*Coordinate labeling data*.
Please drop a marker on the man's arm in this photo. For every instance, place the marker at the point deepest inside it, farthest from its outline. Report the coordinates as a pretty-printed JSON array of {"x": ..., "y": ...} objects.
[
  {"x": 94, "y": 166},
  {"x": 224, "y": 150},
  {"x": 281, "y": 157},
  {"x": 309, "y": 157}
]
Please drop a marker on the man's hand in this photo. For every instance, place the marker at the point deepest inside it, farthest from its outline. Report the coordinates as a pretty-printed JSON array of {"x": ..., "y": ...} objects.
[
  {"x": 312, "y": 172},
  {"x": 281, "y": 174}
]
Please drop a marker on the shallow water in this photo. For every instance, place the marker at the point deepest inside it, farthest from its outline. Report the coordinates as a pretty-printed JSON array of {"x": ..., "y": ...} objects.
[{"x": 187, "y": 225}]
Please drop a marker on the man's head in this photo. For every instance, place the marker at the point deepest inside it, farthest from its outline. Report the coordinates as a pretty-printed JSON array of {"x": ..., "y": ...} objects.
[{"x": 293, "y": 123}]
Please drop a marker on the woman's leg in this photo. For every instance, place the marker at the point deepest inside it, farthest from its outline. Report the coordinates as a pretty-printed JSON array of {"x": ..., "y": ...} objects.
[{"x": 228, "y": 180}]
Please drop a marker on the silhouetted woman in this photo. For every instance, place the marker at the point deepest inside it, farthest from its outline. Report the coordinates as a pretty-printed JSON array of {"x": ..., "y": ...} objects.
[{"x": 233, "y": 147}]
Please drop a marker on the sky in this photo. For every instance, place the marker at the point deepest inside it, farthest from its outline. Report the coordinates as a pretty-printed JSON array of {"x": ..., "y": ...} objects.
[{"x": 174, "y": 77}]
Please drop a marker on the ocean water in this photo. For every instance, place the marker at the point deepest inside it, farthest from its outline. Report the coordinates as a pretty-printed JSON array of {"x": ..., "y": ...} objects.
==
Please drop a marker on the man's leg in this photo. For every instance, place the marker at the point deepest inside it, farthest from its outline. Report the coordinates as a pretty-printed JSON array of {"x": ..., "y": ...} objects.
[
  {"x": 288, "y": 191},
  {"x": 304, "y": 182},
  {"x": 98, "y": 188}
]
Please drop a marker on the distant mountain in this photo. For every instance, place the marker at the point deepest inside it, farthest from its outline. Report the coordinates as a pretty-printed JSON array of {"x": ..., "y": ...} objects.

*Goal*. Select every line of the records above that contains the word "woman" and copy each one out.

*Final result*.
Please drop a marker on the woman's leg in this photo. For every instance, place the marker at the point deepest inside it, farthest from its outline. Report the coordinates as a pretty-printed JSON array of {"x": ..., "y": ...} objects.
Please drop a marker on the silhouetted woman in this photo. For every instance, place the marker at the point deepest inside it, farthest from its outline. Report the coordinates as a pretty-printed JSON array of {"x": ..., "y": ...} objects.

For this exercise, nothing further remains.